■ Saved entries ■
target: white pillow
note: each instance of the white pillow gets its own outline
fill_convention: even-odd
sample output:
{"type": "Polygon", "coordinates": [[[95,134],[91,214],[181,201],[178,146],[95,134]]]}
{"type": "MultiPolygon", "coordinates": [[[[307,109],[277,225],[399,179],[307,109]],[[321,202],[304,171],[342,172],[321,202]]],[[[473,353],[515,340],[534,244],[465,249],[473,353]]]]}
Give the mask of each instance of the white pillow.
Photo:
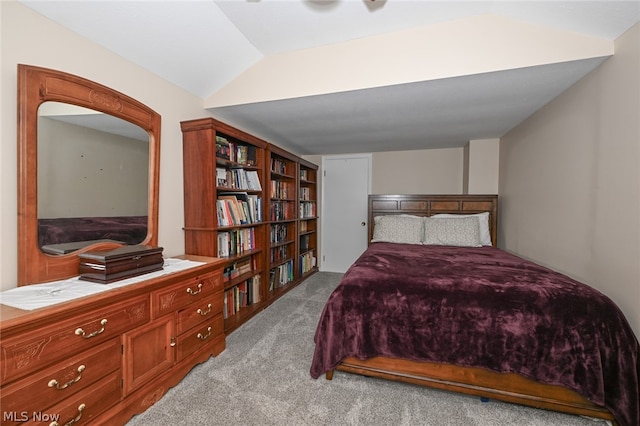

■ Action item ■
Each line of the data that has the string "pillow" should be returned.

■ Answer to this exercise ■
target: white pillow
note: each instance of the white pillow gets its own outline
Give the mask of each instance of the white pillow.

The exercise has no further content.